**Tasks for this exercise**
[a] In the account of the Dawn spacecraft's safe mode, what does the text identify as the culprit behind the safing?
[b] Extend the account of the Dawn spacecraft's safing and software update, picking up after its final sentence.

A few hours later, when it was time for the weekly communications session, the Deep Space Network and mission controllers promptly recognized that the spacecraft was in safe mode. As with the safing in November, a small team gathered during the night to begin the diagnosis, and more team members joined after dawn. It did not take long to reach a conclusive explanation based on the error code stored by the software and other data downloaded from the spacecraft. The culprit was a cosmic ray.

By the time the detailed analysis of the safing was concluding, mission controllers were already commanding the spacecraft step-by-step out of safe mode, returning it to its normal flight configuration. Within a few days, Dawn was ready to resume work, and before the end of the week was thrusting with its ion propulsion system again. (The effect of having missed some thrusting that week is not significant for the mission.)

While Dawn will thrust during most of its interplanetary cruise, the flight plan includes some periods of coasting in addition to the normal weekly communications session. One such period was January 22 - 25. Most of this time was devoted to updating software in the main computer.

**Records provided**

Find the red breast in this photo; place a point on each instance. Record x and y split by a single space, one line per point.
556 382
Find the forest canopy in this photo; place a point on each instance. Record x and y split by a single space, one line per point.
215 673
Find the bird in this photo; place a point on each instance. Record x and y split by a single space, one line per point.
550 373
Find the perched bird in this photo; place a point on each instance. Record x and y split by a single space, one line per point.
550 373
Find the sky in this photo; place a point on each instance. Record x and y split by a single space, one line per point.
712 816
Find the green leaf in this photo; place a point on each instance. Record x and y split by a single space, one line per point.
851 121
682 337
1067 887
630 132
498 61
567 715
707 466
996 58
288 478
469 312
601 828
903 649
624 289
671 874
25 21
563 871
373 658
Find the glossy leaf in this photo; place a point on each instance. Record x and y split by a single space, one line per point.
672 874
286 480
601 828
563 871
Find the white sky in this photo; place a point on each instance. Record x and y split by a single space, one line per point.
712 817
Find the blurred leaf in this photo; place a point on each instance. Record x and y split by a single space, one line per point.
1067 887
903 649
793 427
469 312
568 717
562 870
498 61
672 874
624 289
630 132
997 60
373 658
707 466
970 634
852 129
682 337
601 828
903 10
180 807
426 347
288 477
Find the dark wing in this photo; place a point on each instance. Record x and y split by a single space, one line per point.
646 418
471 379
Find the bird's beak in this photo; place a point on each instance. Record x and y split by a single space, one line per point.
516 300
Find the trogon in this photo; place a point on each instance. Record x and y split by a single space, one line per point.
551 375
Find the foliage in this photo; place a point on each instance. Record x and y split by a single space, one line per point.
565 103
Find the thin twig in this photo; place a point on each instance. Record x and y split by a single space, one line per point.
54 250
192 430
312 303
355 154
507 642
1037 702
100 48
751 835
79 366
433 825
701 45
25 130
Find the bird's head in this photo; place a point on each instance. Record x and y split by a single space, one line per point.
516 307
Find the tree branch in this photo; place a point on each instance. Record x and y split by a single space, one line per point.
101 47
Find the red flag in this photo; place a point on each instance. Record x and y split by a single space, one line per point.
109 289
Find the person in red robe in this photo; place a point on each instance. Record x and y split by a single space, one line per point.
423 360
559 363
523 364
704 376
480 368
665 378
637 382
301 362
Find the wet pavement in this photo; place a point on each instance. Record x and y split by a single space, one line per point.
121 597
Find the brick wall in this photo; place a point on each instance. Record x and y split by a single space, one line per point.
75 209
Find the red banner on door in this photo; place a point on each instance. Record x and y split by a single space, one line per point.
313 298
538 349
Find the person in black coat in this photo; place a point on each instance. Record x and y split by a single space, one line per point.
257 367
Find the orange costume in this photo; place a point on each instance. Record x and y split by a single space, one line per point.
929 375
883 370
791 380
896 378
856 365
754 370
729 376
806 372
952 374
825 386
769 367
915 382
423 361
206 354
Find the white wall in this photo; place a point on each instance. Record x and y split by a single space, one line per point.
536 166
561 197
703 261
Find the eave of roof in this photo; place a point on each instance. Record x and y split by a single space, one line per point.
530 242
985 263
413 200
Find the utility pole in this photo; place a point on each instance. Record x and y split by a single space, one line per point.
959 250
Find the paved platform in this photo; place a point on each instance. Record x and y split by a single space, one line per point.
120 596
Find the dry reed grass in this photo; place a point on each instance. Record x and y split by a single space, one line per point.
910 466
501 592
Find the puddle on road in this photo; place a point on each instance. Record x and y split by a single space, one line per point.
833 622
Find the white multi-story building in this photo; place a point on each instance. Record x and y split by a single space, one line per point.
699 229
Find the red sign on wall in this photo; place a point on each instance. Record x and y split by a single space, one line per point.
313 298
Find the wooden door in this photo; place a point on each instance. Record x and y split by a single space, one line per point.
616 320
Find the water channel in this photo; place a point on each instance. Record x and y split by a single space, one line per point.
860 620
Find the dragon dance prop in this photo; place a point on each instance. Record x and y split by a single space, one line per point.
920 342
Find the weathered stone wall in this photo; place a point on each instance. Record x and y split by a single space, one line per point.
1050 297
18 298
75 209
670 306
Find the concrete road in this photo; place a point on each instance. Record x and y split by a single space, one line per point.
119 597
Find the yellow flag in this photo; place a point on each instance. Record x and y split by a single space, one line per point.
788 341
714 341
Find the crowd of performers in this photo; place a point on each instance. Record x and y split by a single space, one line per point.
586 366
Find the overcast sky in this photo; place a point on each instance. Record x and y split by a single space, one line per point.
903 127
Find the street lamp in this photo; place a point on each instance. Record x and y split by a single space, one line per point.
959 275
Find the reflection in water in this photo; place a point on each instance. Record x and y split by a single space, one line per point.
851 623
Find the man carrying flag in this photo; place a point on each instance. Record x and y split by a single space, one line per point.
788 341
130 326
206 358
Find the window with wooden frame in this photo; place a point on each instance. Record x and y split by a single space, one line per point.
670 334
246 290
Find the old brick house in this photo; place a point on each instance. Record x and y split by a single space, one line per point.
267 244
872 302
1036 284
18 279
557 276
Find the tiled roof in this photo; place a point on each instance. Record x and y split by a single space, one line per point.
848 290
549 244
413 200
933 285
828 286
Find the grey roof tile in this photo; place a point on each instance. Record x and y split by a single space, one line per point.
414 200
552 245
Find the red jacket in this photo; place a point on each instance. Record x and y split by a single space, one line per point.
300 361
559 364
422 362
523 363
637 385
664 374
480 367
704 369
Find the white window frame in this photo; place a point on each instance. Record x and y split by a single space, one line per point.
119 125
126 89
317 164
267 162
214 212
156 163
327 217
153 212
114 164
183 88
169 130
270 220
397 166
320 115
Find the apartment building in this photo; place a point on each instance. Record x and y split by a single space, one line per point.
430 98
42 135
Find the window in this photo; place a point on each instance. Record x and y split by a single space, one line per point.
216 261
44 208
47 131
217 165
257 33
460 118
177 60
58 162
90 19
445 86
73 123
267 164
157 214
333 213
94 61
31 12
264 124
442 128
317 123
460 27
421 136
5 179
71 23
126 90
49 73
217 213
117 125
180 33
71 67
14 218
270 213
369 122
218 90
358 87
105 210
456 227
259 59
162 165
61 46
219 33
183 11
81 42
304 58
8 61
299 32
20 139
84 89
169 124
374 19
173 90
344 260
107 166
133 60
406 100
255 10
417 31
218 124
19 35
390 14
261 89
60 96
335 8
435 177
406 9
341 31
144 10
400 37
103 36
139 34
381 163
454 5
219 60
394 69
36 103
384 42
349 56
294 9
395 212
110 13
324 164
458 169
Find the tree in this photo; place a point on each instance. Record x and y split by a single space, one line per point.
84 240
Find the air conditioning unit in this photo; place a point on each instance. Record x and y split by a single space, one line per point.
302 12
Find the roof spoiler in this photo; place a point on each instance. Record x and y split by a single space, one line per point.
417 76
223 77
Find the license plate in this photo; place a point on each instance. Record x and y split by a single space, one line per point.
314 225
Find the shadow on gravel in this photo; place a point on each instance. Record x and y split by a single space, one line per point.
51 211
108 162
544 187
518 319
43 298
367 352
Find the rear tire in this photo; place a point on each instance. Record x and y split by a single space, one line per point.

**Responses by task**
[a] A cosmic ray.

[b]
The main software resides in 4 locations (well, 4 locations on the spacecraft): primary and backup copies in the primary main computer and primary and backup copies in the backup main computer. Three copies of flight software 7.0 were installed on the spacecraft in November. As reported in the last log, the primary main computer was scheduled to receive its backup copy during this break in thrusting.

While it had been planned before launch to transmit 7.0 to the spacecraft in November, after the software was finalized, the need for one additional change was recognized. For technical reasons it was not necessary to change all the stored copies; rather, it was sufficient to modify (or "patch") only the version that was running. Making that change on December 12 advanced the software to 7.0.1.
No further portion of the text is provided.